#### PROBLEM:
Set down the data that follows again, exactly as written.

══ DATA TO PROCESS ══

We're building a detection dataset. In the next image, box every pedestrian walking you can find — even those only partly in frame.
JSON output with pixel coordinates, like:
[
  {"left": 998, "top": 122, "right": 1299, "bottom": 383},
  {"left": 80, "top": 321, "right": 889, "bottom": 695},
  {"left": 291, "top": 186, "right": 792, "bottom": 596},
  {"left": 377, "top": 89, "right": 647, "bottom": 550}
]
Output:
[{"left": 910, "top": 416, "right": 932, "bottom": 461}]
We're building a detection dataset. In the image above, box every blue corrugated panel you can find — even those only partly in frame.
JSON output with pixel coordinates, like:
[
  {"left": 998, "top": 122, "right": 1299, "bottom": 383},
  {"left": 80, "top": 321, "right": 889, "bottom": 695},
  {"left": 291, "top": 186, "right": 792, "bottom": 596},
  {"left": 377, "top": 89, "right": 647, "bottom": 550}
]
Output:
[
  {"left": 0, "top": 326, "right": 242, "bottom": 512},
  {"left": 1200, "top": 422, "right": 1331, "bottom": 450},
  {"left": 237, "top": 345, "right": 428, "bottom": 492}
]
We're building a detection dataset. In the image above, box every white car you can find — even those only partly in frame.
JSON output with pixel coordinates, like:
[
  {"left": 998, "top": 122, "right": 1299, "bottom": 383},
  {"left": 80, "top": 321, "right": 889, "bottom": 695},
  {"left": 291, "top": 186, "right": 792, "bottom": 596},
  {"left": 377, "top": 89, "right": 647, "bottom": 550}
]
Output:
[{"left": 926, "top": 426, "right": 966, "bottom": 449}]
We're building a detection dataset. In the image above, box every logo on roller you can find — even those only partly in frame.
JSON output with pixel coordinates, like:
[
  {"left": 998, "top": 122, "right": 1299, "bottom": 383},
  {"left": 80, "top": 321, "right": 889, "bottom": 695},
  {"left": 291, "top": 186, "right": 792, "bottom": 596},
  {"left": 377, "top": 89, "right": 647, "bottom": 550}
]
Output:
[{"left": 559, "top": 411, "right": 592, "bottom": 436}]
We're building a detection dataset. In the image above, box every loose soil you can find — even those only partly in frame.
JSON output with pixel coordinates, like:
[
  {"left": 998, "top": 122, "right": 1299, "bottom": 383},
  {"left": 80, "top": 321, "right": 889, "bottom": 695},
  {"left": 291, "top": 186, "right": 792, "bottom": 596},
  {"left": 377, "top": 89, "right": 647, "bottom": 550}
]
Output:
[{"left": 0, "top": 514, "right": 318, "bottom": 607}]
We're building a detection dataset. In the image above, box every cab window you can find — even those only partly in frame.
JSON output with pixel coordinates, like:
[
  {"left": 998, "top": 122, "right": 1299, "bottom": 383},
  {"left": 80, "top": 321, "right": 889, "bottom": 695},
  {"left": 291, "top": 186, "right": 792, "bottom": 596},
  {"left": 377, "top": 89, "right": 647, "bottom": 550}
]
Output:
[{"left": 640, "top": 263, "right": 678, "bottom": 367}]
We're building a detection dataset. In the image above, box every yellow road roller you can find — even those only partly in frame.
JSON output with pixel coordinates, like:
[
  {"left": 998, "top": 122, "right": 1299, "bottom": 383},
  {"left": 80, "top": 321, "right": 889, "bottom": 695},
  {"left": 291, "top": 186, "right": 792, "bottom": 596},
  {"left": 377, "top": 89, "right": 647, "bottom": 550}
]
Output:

═══

#### ANSWER TO THIS TASK:
We're building a detection dataset. In the next image, box every pedestrian walking you can find — even those only partly in frame.
JSON output with pixel coordinates, like:
[
  {"left": 998, "top": 122, "right": 1299, "bottom": 383},
  {"left": 80, "top": 321, "right": 889, "bottom": 695},
  {"left": 291, "top": 186, "right": 792, "bottom": 596},
  {"left": 377, "top": 89, "right": 647, "bottom": 550}
]
Output:
[{"left": 910, "top": 416, "right": 932, "bottom": 461}]
We're building a detection dataset. In the image above, box every blue corrugated panel you can find — even those only partly in frame.
JSON output with pixel coordinates, like:
[
  {"left": 998, "top": 122, "right": 1299, "bottom": 383},
  {"left": 80, "top": 321, "right": 889, "bottom": 695},
  {"left": 291, "top": 186, "right": 792, "bottom": 596},
  {"left": 377, "top": 89, "right": 647, "bottom": 550}
]
Output:
[
  {"left": 0, "top": 326, "right": 242, "bottom": 512},
  {"left": 1200, "top": 422, "right": 1331, "bottom": 450},
  {"left": 237, "top": 345, "right": 428, "bottom": 492}
]
We're building a detection dataset. In the image above, box every white car you can find — even those only partly in frame.
JSON output with pixel coordinates, like:
[
  {"left": 998, "top": 122, "right": 1299, "bottom": 383},
  {"left": 80, "top": 321, "right": 889, "bottom": 695},
  {"left": 291, "top": 186, "right": 792, "bottom": 596},
  {"left": 377, "top": 89, "right": 647, "bottom": 550}
]
Output:
[{"left": 926, "top": 426, "right": 966, "bottom": 449}]
We're building a detection dataset. In the image above, box every logo on roller you can find — even those only partly in frame.
JSON output with pixel coordinates, like:
[
  {"left": 998, "top": 122, "right": 1299, "bottom": 383},
  {"left": 80, "top": 321, "right": 889, "bottom": 695},
  {"left": 291, "top": 186, "right": 792, "bottom": 596},
  {"left": 377, "top": 89, "right": 647, "bottom": 550}
]
Output:
[{"left": 559, "top": 411, "right": 592, "bottom": 436}]
We're building a detection dataset. In the image above, box every loose soil you can find — even those only partly in frame.
JSON output with pixel coordinates, like:
[
  {"left": 998, "top": 122, "right": 1299, "bottom": 383},
  {"left": 80, "top": 321, "right": 889, "bottom": 695},
  {"left": 291, "top": 186, "right": 792, "bottom": 596},
  {"left": 377, "top": 89, "right": 647, "bottom": 550}
]
Output:
[{"left": 0, "top": 514, "right": 318, "bottom": 607}]
We're building a detection dataset. In the image above, box every cab window you can find — even those only partly in frame.
JSON output with pixel coordinates, like:
[
  {"left": 998, "top": 122, "right": 1299, "bottom": 383},
  {"left": 80, "top": 321, "right": 889, "bottom": 695},
  {"left": 291, "top": 186, "right": 792, "bottom": 596},
  {"left": 377, "top": 89, "right": 647, "bottom": 550}
]
Output:
[{"left": 640, "top": 263, "right": 678, "bottom": 367}]
We're building a detection dataset. In the image above, box every yellow road roller you can find — even those only partly in frame.
JSON output with pixel coordinates, like:
[
  {"left": 998, "top": 122, "right": 1299, "bottom": 383},
  {"left": 80, "top": 321, "right": 889, "bottom": 695},
  {"left": 291, "top": 186, "right": 792, "bottom": 596},
  {"left": 377, "top": 89, "right": 647, "bottom": 550}
]
Output:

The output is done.